[start of EXTRACT TO READ]
I will create some examples as it moves forward and try to answer any how to questions.
Thanks for creating this PTP, as with all your plugins this is an excellent piece of work and showcase of your talents.
I'm almost done with the Vision Recognition and Conversation Services.
They are simple to use, watson handles all the setup and plumbing for you.
I'm working on a demo but requires additional hardware and low level code so i'm busy ..
If anyone have ideas for a demo using a Six or JD please contribute.
Great work @ptp as always. I look forward to try it out.
I'm running a series of human-robot interaction experiments with a couple of students at my lab in about a month from now. We could see if we could integrate this module in one of the scenarios with the JD. If it works out we can add some performance metrics, which will give you an idea how the system performs in an interactional setting. If nothing else, I can give you a few videos of people interacting with the system. That might be a bit more interesting than a video. Let me know what you think
@larschrjensen,
Thanks for the feedback, and yes more feedback is welcome and it helps to generate/fuel more ideas.
@ptp I've been playing around with the plugin and it works quite well. I've noticed that you can't set the silence threshold below 2000 ms. This effectively means that there is at least a 2+ second pause between an utterance and a response. This is quite long considering that people normally expect a response within 300 msec. Is it possible to change this? I realize this can possibly affect the perfomance and send off utterances prematurely, but it would make the plugin a bit more flexible.
@larschrjensen,
Done, the minimum value is set to 500 ms.
The audio's capture buffer is 100 ms, the handler gets notifications every 100 ms.
Let me know if is ok, i can change to 300 ms.
I was in middle of something, i hope no harm done.
Fantastic, thanks.
Just noticed visual recognition update. Nice. I had a quick play, looks great, I will need to learn how to train a model in Watson Studio.
Curious is there a way to get ControlCommand to wait until visual recognition is complete as I found I was reading the previous variables and not the new ones. I tried a sleep and that seemed to work but I was setting for 1000 and sometimes was not long enough. I played with setting $WatsonClassifyTypes[0] ="wait" and then waiting until != "wait" but kept getting stuck in a loop. I am not sure if there is a better way. I was triggering visual off speech to text "What do you see"
@Nink,
1) You can add your script to the VR script, it will be executed when the visual recognition is complete.
[end of EXTRACT TO READ]
[start of DATASET EXCERPTS]
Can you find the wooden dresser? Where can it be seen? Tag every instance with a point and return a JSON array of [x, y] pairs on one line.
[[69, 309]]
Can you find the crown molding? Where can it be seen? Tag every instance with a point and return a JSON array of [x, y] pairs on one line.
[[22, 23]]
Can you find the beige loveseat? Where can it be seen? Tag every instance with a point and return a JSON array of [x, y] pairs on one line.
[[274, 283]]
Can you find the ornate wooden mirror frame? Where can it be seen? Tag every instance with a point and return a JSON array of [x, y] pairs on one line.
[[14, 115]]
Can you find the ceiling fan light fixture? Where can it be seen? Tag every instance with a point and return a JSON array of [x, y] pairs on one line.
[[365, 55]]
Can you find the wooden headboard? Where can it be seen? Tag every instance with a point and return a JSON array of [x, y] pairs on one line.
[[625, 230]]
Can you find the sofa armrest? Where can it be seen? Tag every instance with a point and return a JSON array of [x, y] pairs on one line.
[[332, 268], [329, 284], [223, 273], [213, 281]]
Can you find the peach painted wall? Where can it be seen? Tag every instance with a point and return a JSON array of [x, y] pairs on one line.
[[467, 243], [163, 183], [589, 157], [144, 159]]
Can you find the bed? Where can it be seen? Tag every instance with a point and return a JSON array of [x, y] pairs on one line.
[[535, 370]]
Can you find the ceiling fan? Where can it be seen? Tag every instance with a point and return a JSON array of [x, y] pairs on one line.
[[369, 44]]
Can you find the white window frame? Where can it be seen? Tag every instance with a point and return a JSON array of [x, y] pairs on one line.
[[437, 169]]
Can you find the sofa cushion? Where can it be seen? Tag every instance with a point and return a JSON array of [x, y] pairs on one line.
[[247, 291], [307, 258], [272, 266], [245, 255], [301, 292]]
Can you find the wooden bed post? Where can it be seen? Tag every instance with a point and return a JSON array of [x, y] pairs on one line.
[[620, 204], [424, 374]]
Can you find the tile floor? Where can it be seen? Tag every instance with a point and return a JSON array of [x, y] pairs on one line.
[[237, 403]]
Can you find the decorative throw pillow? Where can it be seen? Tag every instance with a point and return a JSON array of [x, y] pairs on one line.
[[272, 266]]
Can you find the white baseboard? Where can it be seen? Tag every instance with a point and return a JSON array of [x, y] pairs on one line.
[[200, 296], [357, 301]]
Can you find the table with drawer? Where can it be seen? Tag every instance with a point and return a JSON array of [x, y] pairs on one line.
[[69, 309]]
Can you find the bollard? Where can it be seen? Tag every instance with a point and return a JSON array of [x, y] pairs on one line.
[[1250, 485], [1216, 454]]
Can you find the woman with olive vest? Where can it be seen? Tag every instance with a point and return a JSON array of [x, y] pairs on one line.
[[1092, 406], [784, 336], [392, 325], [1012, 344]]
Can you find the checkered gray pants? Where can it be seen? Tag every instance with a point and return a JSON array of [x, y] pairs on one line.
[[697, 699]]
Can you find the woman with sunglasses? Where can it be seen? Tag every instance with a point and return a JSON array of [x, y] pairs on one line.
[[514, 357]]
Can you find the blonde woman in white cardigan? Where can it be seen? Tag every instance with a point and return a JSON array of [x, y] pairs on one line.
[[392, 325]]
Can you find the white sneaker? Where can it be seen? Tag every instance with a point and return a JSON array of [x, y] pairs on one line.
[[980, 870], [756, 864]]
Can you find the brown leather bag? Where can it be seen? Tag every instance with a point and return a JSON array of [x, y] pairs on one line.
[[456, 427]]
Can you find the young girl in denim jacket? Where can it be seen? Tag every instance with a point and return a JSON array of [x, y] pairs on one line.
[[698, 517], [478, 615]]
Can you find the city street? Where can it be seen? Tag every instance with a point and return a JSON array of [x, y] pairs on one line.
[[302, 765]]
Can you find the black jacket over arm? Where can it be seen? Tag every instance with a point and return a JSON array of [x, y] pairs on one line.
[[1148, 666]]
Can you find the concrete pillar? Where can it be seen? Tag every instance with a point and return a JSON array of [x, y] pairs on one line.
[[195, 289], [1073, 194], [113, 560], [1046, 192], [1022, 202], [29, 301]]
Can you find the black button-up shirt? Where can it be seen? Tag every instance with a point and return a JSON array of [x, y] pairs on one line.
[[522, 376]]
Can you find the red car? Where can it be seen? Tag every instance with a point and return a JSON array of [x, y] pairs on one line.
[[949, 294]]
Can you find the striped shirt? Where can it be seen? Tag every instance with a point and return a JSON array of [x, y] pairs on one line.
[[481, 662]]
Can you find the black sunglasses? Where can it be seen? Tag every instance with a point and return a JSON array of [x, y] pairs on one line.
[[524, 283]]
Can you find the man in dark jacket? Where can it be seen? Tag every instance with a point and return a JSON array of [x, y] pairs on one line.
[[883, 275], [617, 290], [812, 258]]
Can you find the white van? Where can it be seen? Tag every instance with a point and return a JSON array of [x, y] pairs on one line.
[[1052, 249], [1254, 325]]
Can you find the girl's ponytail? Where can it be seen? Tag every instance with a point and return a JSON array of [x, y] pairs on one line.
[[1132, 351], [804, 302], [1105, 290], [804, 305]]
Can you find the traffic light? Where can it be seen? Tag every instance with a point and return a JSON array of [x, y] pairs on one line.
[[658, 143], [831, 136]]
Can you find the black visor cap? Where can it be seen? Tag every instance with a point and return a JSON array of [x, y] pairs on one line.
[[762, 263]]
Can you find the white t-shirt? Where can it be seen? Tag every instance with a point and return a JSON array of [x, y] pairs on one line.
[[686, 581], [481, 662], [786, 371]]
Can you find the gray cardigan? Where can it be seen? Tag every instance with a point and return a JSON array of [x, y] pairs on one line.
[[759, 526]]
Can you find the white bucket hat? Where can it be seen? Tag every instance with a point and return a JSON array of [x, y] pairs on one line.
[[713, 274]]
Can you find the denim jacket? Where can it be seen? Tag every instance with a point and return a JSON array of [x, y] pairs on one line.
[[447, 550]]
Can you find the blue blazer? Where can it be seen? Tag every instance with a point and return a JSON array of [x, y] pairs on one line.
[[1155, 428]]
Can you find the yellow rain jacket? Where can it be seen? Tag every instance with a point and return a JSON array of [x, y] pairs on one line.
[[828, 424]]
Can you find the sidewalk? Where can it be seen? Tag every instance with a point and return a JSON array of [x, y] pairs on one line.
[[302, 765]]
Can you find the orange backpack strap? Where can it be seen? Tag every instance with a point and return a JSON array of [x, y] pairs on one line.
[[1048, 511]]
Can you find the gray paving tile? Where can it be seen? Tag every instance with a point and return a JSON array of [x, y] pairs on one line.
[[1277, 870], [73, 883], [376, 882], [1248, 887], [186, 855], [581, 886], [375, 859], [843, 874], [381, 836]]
[end of DATASET EXCERPTS]
WRITTEN TASK A
List each distinct time value that the forum thread about the Watson plugin gives with a millisecond unit ("ms" or "msec").
WRITTEN TASK B
Carry on the forum thread about the Watson plugin from its final post.

TASK RESULT A
2000 ms, 300 ms, 500 ms, 100 ms

TASK RESULT B
add a small VR script:
then monitor the variable in another script. The variable must be initialized in an init script.
3) There is an internal CaptureId variable. I'll expose the variable in the next update. And you will be able to monitor the $WatsonPictureCaptureId variable.
To avoid begin caught between two different calls, the VR script (1) is the best option. After the VR is done, the variables are assigned with the results and the VR script is executed. If there is another VR call the results are queued waiting for the VR script to finish. While your VR script is being executed the results (e.g. variables) are constant and related to the current call.
I'm experiencing an issue with the plugin. After running for about 30 minutes ARC will freeze up. According to windows the program is still responding, but effectively it is not. Ram usage also increases from around 300 mb to 600 mb. It only happens when listening is active . STT status doesn't make a difference. No other project controls or plugins are running. I can reproduce this error on a second pc in a different project.
Any thoughts?
@larschrjensen
I fixed a memory leak. Let me know if the new version fixes the problem.
@ptp Indeed it does. Thanks
Thanks @ptp. I feel a little silly now. Worked like a charm. I was calling the VR from speech to text and then processing in the text to speech script and not creating a script after VR processed. User Problem :-)
@nink
Please send me a email, I wish to discuss something with you. My addy is in my profile.
Thanks
The following posts are related to the Visual Recognition.
I took a picture of playing card (Seven of Clubs)
Then i performed a few quick tests:
IBM Watson Visual Recognition Services:
Microsoft Computer Vision API :
Google:
It's obvious these results don't help.
Step 1: Create and train an image custom classifier:
I've used the EZ-Robot camera V2, it's important to use the same camera for training and recognition.
Using the ARC camera snapshot control, i took 10-15 pictures of each card (7,8,9,Jack,King) of Clubs.
It's important to test different light conditions, angles, orientations etc.
I created a zip file one for each card image folder.
then i run the following script:
This will upload the images files and will create a Custom classifier name: PlayingCards with 5 classes (SevenOfClubs ... KingOfClubs)
The training will start after the upload, can take a few minutes, depends on the number of classes, pictures, picture size etc.
Step 2: List the existent custom classifiers and their status e.g. Ready, Training.
is training:
running again the same code:
it's ready to be used.
Step 3: Use the custom classifier
The following code uses the default (watson classifiers)
The following code uses the above custom classifier.
Note: PlayingCards_978301467 is the classifierId, PlayingCards is the classifier name.
The following code uses the default and the above custom classifier.
Note: you can pass multiple classifier ids
Testing the initial picture (Seven of Clubs) with the custom classifier:
SevenOfClubs class has the highest score.
You are amaizing.
Once you have a classifierId (after you create one) you can update a classifier adding new classes e.g. cards, or delete the existent classifier, please check the ControlCommand() cheat.
The free service i.e. Lite, only allows one custom classifier e.g. "PlayingCards", and does not allow updates to the existing classifier.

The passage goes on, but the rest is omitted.